(Beginning of Given passage)

Jun 09, 2007 20:51
Short version: My cat came back and my mom's sick.
Long version:
Well, I was right when I said everything comes in threes. However, I was wrong about what. Last night Athena my calico came back after being gone for a whole week. (Yea!) I thought she was a goner. She’s lost about 10% of her bodyweight but isn’t loosing hair and doesn’t have any bruises. Maybe she fell asleep in a truck and woke up miles from here and had to Homeward Bound ™ herself back here.
But in place of a dead Athena on the three tragedies list, my mother was just diagnosed with degenerative disk disease and vertebrae misalignment. Simply put, her injury that has kept her immobile for the last 4 months is, in fact, permanent. They might be able to fix it surgically, but the crazy lady says “she’s not ready for that.”

(End of Given passage)
(Beginning of Data shown)

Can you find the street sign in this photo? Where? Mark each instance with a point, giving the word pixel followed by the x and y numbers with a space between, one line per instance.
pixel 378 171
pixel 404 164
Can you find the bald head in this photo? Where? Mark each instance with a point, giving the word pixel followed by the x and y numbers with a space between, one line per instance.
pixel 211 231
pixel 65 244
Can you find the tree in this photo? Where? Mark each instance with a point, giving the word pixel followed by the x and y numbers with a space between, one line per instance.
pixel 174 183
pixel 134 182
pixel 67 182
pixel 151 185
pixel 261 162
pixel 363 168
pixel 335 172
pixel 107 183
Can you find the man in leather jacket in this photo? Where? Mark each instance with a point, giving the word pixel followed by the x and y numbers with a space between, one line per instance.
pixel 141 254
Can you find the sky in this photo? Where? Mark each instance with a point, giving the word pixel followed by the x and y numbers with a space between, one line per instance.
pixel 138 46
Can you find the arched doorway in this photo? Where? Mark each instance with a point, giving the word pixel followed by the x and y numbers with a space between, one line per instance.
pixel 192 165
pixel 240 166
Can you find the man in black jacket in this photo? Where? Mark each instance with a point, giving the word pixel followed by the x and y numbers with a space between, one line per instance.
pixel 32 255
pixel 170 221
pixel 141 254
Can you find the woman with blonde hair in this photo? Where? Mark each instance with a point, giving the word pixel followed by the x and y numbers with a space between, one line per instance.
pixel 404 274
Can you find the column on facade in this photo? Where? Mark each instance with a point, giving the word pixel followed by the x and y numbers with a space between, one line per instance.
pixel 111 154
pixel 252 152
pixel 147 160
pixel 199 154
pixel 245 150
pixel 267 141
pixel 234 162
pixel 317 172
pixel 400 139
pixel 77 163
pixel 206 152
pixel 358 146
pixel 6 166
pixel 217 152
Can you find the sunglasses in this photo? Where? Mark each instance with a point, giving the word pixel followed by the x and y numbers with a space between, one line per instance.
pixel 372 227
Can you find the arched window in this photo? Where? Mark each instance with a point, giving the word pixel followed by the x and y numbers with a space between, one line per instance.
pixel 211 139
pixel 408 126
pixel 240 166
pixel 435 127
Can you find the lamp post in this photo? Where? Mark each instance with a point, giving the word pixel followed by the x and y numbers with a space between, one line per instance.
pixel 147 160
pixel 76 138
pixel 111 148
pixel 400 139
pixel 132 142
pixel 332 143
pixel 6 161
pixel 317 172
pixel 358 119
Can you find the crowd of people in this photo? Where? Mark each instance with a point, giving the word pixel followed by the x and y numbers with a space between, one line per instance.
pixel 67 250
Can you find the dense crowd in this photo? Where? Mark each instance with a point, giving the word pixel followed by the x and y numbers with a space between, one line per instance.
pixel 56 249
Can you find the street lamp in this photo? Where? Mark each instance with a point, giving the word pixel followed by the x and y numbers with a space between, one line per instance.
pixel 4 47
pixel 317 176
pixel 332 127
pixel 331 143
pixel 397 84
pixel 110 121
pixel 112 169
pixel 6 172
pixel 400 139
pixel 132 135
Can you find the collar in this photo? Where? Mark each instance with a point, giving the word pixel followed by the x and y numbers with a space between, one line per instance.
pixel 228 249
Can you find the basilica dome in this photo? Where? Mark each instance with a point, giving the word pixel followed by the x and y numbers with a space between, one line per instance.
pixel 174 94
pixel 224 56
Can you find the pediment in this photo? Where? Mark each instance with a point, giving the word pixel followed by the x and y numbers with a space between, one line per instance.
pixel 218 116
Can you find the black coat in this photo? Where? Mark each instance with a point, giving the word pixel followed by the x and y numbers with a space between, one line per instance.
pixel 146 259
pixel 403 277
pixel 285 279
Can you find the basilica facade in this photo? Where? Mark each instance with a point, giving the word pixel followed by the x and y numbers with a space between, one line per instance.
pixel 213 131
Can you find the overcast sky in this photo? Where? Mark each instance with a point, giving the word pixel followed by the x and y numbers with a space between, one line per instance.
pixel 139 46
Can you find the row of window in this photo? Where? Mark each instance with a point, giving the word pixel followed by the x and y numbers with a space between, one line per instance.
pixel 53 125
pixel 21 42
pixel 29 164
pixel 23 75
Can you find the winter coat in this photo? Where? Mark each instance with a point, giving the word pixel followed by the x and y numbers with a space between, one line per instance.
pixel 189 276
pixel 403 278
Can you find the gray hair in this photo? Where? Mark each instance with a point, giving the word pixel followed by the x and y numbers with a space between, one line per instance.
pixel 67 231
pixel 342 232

(End of Data shown)

▸ **Tasks to carry out**
1. For each statement below, say yes or no according to the blog entry about Athena and the mother's diagnosis, and quote the words that decide it. (a) Athena was gone for a whole week before coming back. (b) Athena came back with bruises. (c) The mother is ready to have surgery.
2. Write a continuation of the blog entry about Athena and the mother's diagnosis, starting after its last sentence.

▸ **Answers to this exercise**
1.
(a) Yes: "Athena my calico came back after being gone for a whole week"
(b) No: "doesn’t have any bruises"
(c) No: "she’s not ready for that."

2.
I’ve only been home for 3 weeks and I’m already wishing someone would put her back on psychotropics. This woman has been depressed for the last 6 years. How do I know? Well, besides living with her, I’m slowly discovering that she hasn’t done anything since I left for school. The living room is still half remodeled; the attic and basement are overrun with rodents for want of cleaning. Hell, the dust bunnies I found under the living room couch were probably sentient. And a quick review of her finances reveals she hasn’t even cooked for herself. How can some server always recognize her no matter where we go to eat? I don’t think she’s grocery shopped or cooked since the last time I did it for her. Not to mention the constant bitchyness.
What’s that you say? Calling my mother a bitch is the pot calling the kettle black? Not quite, I’m the first to admit I’m a bitch, but I’m not an unpleasant bitch. My mother hasn’t been happy since I got back. I swear if she wasn’t in such pain and I thought this was her new personality I’d be out of here so fast all you’d see is a Maegan-shaped hole in the wall.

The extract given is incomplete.